[[ Provided records, beginning ]]

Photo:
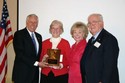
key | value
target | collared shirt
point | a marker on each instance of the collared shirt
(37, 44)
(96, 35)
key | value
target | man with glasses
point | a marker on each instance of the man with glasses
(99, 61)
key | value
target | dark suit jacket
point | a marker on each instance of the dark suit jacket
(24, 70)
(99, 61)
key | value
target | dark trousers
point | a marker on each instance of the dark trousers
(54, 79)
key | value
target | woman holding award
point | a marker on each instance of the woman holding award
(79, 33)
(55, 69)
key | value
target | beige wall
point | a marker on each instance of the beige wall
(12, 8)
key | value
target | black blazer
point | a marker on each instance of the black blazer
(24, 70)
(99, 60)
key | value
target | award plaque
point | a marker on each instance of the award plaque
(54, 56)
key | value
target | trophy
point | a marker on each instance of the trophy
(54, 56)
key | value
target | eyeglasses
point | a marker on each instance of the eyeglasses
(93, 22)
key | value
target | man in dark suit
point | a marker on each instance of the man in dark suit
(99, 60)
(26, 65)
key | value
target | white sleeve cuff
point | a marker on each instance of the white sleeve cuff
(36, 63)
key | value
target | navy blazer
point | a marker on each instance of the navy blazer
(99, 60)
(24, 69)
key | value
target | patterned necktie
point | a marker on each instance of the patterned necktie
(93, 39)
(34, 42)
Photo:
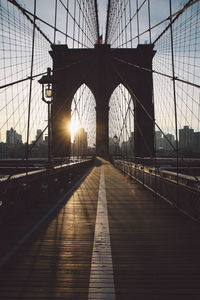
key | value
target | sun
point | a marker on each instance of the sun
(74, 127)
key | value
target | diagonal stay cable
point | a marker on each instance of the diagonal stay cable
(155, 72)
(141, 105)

[[ Provided records, end ]]
[[ Provided records, beginning ]]

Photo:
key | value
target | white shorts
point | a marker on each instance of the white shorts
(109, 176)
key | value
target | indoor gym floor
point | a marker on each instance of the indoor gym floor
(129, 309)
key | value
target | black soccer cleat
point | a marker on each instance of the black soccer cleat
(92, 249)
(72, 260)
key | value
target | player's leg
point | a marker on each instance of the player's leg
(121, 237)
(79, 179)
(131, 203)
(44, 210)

[[ Provided records, end ]]

### Brief
In the entries above, find the line that contains "point | a marker on each instance of the navy" and the line that contains "target | sun". Reproduce exactly those two lines and every line between them, but not the pictures.

### Result of this exercise
point | a marker on each instance of the navy blazer
(99, 60)
(24, 69)
key | value
target | patterned necktie
point | a marker on each instance of the patterned necktie
(93, 39)
(34, 42)
Photo:
key | value
target | sun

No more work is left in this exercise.